* **必要な作業**
**a)** 本文について、次の問いに答えてください。
(i) 『神奈川県レッドデータブック2022植物編』が発行されたのは何年何月ですか。
(ii) ハマオモトは神奈川県で何に指定されていますか。
(iii) 今回のレッドリストの改定で、新たに「絶滅」と判定されたものはいくつありましたか。
**b)** 次の各文は本文の内容と合っていますか。それぞれ「はい」か「いいえ」で答え、判断の根拠となる本文の語句を引用してください。
(i) 今回の植物編は2006年以来の更新である。
(ii) 筆者は口絵に写真を提供していない。
(iii) ハマオモトが指定された理由は産地極限である。
**c)** 本文のうち、「約1年前になりますが、202」から「うことがあるかもしれません。」までを、その終わりの語句も含めて、一字一句変えずに返してください。

* **対象の本文**
>>>>
約1年前になりますが、2022年3月に2006 年以来の更新となる『神奈川県レッドデータブック2022植物編』が発行されました。神奈川県内に生育する植物各種について、絶滅の危険度を評価し、リスト化されたものがまとめられています。各種の生態・生育状況・存続を脅かす原因等が記されており、地域の多様性保全に役立つ1冊です。自分も執筆を分担したほか、口絵に写真を数点提供しました。
本書に掲載されている植物の中には、三浦半島では身近な植物もあります。例えば、横須賀市の花「ハマオモト」も神奈川県では産地極限を理由に絶滅危惧ⅠB類に指定されています。今回の神奈川県のレッドリストの改定において、新たに「絶滅」と判定されたものは17ありました。いつの間にか数が減ったり、姿を消したりしてしまうことがあるかもしれません。
<<<<
* **抽出データ**
>>>>
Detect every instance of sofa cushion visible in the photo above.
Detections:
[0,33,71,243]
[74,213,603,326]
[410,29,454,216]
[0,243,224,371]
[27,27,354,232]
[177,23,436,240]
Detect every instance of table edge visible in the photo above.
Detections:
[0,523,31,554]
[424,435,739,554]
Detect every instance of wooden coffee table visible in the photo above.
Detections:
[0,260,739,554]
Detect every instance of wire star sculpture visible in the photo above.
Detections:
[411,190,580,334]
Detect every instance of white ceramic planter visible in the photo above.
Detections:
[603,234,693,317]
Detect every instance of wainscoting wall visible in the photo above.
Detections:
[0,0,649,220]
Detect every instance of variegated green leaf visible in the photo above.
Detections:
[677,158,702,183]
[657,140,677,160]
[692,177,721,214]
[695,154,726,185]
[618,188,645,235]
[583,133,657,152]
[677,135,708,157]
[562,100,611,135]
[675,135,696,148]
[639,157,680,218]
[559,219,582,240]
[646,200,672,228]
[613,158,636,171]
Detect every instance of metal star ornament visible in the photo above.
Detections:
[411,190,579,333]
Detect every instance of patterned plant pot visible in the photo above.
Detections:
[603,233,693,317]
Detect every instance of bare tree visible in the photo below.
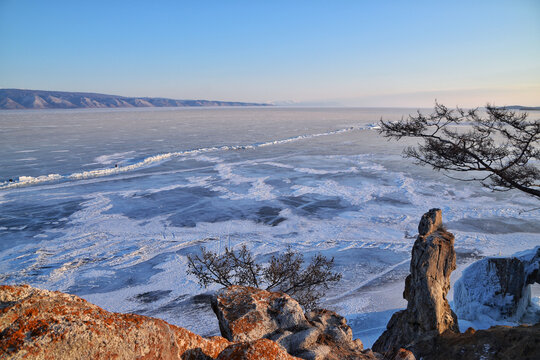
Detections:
[188,245,342,310]
[379,103,540,198]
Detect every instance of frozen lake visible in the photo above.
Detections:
[0,107,540,347]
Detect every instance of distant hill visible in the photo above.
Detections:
[499,105,540,111]
[0,89,270,109]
<<<<
* **設問別の解答**
**a)**
(i) 2022年3月
(ii) 絶滅危惧ⅠB類
(iii) 17

**b)**
(i) はい。「2006 年以来の更新となる」
(ii) いいえ。「口絵に写真を数点提供しました」
(iii) はい。「産地極限を理由に絶滅危惧ⅠB類に指定されています」

**c)**
約1年前になりますが、2022年3月に2006 年以来の更新となる『神奈川県レッドデータブック2022植物編』が発行されました。神奈川県内に生育する植物各種について、絶滅の危険度を評価し、リスト化されたものがまとめられています。各種の生態・生育状況・存続を脅かす原因等が記されており、地域の多様性保全に役立つ1冊です。自分も執筆を分担したほか、口絵に写真を数点提供しました。
本書に掲載されている植物の中には、三浦半島では身近な植物もあります。例えば、横須賀市の花「ハマオモト」も神奈川県では産地極限を理由に絶滅危惧ⅠB類に指定されています。今回の神奈川県のレッドリストの改定において、新たに「絶滅」と判定されたものは17ありました。いつの間にか数が減ったり、姿を消したりしてしまうことがあるかもしれません。